▸ **What the task asks**
Reproduce the lines from the line with "Given the image above, enumerate every wooden post" to the line with "[399,182,413,244]", replacing "wooden post" with "timber post" and leaving everything else unchanged.

▸ **Record excerpts**
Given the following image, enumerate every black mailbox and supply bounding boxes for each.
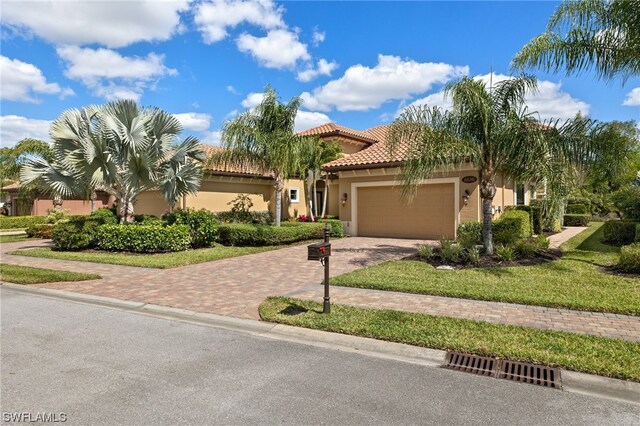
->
[307,243,331,260]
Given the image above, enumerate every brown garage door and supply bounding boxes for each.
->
[357,183,455,239]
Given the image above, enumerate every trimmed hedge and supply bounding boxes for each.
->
[164,208,220,248]
[514,205,543,235]
[493,210,532,245]
[25,223,55,238]
[51,215,111,251]
[566,204,591,215]
[564,213,591,226]
[95,224,191,253]
[602,220,636,246]
[218,220,344,247]
[0,216,47,229]
[618,243,640,274]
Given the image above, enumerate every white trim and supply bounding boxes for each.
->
[351,177,460,239]
[289,186,300,203]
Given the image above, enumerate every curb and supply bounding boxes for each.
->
[2,283,640,405]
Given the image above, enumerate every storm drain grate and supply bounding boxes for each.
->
[443,352,498,376]
[497,360,562,389]
[442,351,562,389]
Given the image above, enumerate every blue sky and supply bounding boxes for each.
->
[0,0,640,146]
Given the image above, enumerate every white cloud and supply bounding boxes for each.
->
[0,56,73,103]
[194,0,286,43]
[2,0,189,48]
[311,28,325,46]
[200,130,222,146]
[0,115,51,147]
[301,55,469,111]
[56,46,178,100]
[404,74,591,120]
[241,92,264,109]
[236,30,311,68]
[622,87,640,106]
[173,112,211,132]
[297,59,338,83]
[295,111,331,132]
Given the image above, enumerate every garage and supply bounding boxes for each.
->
[356,183,456,239]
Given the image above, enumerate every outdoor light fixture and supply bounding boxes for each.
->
[462,189,471,206]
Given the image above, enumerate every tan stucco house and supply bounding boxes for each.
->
[135,123,529,239]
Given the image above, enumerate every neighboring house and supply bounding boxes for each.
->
[2,183,115,216]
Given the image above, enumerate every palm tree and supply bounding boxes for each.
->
[299,138,342,220]
[20,100,204,222]
[389,76,592,254]
[218,87,301,226]
[513,0,640,80]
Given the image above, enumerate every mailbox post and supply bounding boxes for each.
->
[307,225,331,314]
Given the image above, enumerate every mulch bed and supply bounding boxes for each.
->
[403,249,562,269]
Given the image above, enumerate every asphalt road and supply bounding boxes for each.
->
[0,289,640,425]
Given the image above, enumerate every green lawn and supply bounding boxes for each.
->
[260,297,640,381]
[331,223,640,315]
[9,245,282,269]
[0,264,102,284]
[0,234,29,244]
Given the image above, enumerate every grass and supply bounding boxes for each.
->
[0,234,29,244]
[9,245,283,269]
[260,297,640,381]
[331,223,640,315]
[0,264,102,284]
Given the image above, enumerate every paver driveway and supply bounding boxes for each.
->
[2,237,425,318]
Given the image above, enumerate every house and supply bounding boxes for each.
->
[2,183,115,216]
[135,123,530,239]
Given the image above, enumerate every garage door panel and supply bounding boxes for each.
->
[357,184,455,239]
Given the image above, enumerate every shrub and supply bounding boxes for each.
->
[493,210,531,245]
[467,246,480,265]
[440,244,464,263]
[95,223,191,253]
[89,208,118,225]
[458,222,482,249]
[514,204,543,235]
[0,216,46,229]
[602,220,636,246]
[611,186,640,221]
[496,246,515,262]
[164,209,220,248]
[418,245,433,260]
[25,223,55,238]
[565,204,591,215]
[218,222,324,247]
[617,243,640,274]
[564,213,591,226]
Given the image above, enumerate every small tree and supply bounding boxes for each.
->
[20,100,204,222]
[216,87,301,226]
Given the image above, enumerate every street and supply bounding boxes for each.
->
[0,289,640,425]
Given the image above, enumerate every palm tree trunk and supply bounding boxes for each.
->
[273,177,284,226]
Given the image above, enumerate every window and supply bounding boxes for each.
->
[289,188,300,203]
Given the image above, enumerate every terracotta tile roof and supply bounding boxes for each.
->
[201,145,271,179]
[322,124,409,170]
[298,123,378,143]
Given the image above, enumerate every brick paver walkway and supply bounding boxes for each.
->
[0,228,640,341]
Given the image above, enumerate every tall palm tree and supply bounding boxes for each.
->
[20,100,204,222]
[513,0,640,80]
[216,87,301,226]
[299,137,342,220]
[389,76,596,254]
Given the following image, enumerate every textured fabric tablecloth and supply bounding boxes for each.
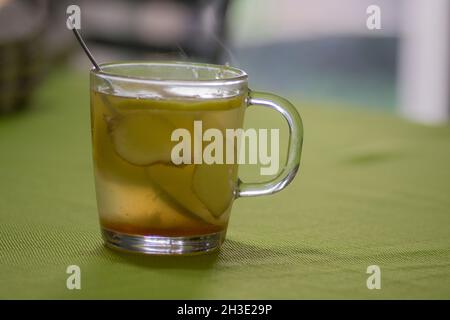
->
[0,71,450,299]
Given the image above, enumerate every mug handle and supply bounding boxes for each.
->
[236,90,303,198]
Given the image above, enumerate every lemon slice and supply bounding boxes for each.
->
[192,164,235,218]
[147,163,223,225]
[108,112,175,166]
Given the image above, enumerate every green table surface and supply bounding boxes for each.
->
[0,70,450,299]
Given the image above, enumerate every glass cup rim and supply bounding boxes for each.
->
[91,61,248,86]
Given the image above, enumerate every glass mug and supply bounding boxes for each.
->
[90,62,303,254]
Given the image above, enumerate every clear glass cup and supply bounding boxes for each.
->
[90,62,303,254]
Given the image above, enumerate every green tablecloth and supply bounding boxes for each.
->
[0,71,450,299]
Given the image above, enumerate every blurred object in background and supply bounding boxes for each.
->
[229,0,450,123]
[0,0,47,113]
[399,0,450,124]
[82,0,229,63]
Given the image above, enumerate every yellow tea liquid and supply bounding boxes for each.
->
[91,91,244,236]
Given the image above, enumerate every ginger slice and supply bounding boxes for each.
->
[192,164,234,218]
[147,163,224,225]
[108,112,175,166]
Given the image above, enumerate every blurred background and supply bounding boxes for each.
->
[0,0,450,124]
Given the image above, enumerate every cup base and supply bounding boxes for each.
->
[102,228,225,255]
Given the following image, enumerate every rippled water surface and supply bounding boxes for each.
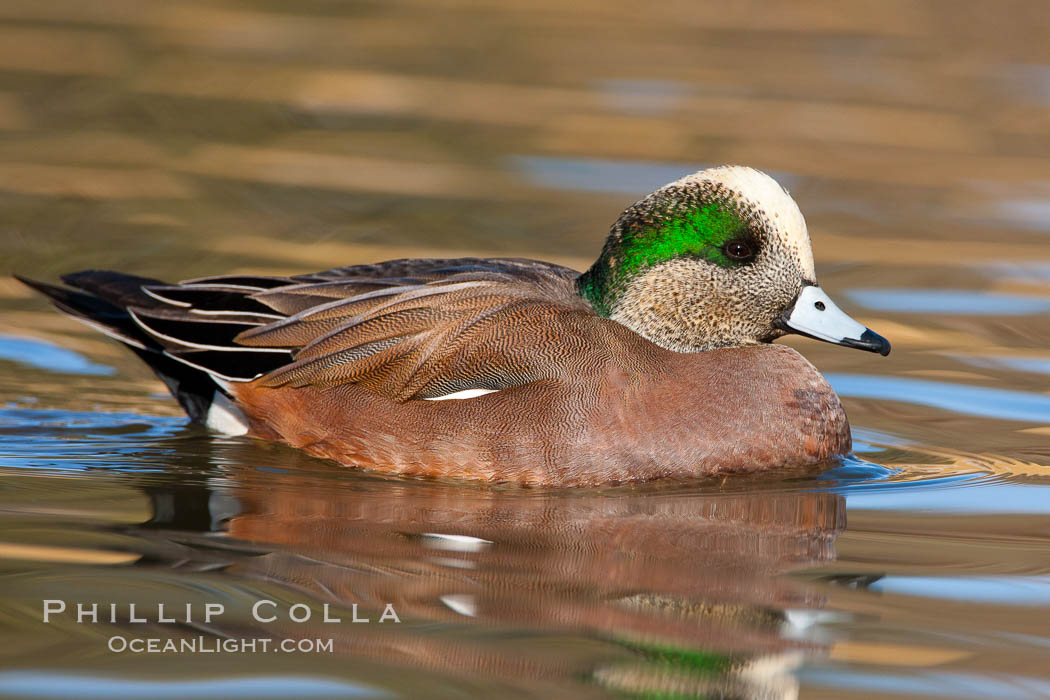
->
[0,0,1050,699]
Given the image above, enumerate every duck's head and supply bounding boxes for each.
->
[578,166,889,355]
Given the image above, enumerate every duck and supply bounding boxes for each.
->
[17,166,890,487]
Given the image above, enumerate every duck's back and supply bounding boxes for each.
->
[20,258,849,485]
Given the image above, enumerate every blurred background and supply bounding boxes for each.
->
[0,0,1050,698]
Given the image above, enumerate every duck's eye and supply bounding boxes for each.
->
[722,239,755,262]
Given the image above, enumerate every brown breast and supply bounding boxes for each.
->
[235,345,851,486]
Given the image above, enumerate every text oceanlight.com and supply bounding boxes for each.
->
[107,635,334,654]
[41,598,401,654]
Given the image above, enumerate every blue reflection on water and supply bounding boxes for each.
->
[0,335,117,375]
[869,576,1050,606]
[798,667,1050,700]
[510,155,799,195]
[848,482,1050,514]
[826,373,1050,423]
[0,408,187,471]
[0,671,390,700]
[846,289,1050,316]
[510,155,708,194]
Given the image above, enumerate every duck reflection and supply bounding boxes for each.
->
[129,451,845,697]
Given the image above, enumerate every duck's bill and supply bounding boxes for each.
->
[777,284,889,355]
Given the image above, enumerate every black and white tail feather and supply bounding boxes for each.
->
[16,270,300,434]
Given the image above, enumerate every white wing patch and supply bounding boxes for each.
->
[204,391,248,437]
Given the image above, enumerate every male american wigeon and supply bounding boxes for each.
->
[23,167,889,485]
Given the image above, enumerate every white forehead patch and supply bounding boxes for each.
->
[667,165,817,281]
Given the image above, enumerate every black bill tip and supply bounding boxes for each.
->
[839,328,889,357]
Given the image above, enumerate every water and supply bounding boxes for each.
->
[0,0,1050,699]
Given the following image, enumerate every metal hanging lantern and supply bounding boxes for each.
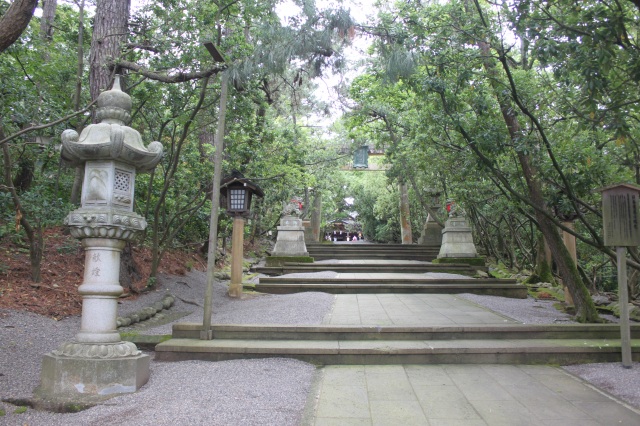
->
[220,171,264,215]
[353,145,369,169]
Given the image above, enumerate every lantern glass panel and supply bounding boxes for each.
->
[229,188,246,211]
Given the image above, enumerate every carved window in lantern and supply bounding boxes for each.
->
[113,168,133,207]
[229,188,246,211]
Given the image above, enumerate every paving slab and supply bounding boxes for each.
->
[324,294,517,326]
[304,364,640,426]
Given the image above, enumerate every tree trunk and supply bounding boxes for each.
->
[70,0,84,205]
[0,0,38,53]
[311,190,322,243]
[40,0,58,40]
[120,242,142,293]
[0,126,44,283]
[89,0,131,101]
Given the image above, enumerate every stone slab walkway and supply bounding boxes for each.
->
[305,294,640,426]
[324,294,517,326]
[305,365,640,426]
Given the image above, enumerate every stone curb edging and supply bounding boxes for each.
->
[116,294,176,328]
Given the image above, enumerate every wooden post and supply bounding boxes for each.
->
[229,215,244,298]
[598,184,640,368]
[562,222,578,306]
[616,247,633,368]
[399,182,413,244]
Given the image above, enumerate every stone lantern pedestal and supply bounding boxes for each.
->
[36,77,162,401]
[437,217,484,265]
[271,216,309,256]
[418,215,443,247]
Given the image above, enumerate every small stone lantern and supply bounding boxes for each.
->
[38,76,162,398]
[220,171,264,298]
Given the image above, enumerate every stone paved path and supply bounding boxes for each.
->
[325,294,517,326]
[304,294,640,426]
[312,365,640,426]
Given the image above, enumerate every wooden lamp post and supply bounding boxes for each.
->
[220,171,264,298]
[598,184,640,368]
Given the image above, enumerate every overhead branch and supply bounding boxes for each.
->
[111,61,227,83]
[0,99,98,145]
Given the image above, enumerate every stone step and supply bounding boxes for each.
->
[170,323,640,343]
[256,274,527,299]
[309,251,438,262]
[253,262,487,276]
[155,338,640,365]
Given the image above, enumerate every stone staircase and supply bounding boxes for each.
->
[155,243,640,365]
[307,242,440,262]
[253,259,487,277]
[256,274,527,299]
[155,324,640,365]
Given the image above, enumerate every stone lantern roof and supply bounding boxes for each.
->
[61,76,163,172]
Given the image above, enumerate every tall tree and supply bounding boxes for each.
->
[0,0,38,53]
[89,0,131,100]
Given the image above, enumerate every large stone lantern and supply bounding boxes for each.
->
[38,76,162,398]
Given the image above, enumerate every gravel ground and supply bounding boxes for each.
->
[0,272,640,426]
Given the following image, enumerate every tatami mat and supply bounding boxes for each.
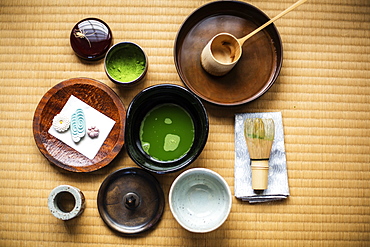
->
[0,0,370,247]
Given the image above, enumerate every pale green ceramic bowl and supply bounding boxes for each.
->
[168,168,232,233]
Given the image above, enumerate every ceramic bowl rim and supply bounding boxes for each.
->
[125,84,209,174]
[168,168,232,233]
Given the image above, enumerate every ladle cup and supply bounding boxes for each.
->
[200,0,307,76]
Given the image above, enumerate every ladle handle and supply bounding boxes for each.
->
[238,0,307,46]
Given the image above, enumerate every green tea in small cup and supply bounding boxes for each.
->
[104,42,148,85]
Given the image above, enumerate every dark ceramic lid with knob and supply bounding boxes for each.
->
[97,168,164,234]
[70,18,113,61]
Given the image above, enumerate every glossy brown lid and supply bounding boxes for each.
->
[174,1,283,106]
[97,168,164,234]
[70,18,113,61]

▸ **Answer to the problem**
Given the image above, enumerate every timber post and supply bounding boxes for each.
->
[229,215,244,298]
[598,184,640,368]
[562,222,578,306]
[616,247,633,368]
[399,182,413,244]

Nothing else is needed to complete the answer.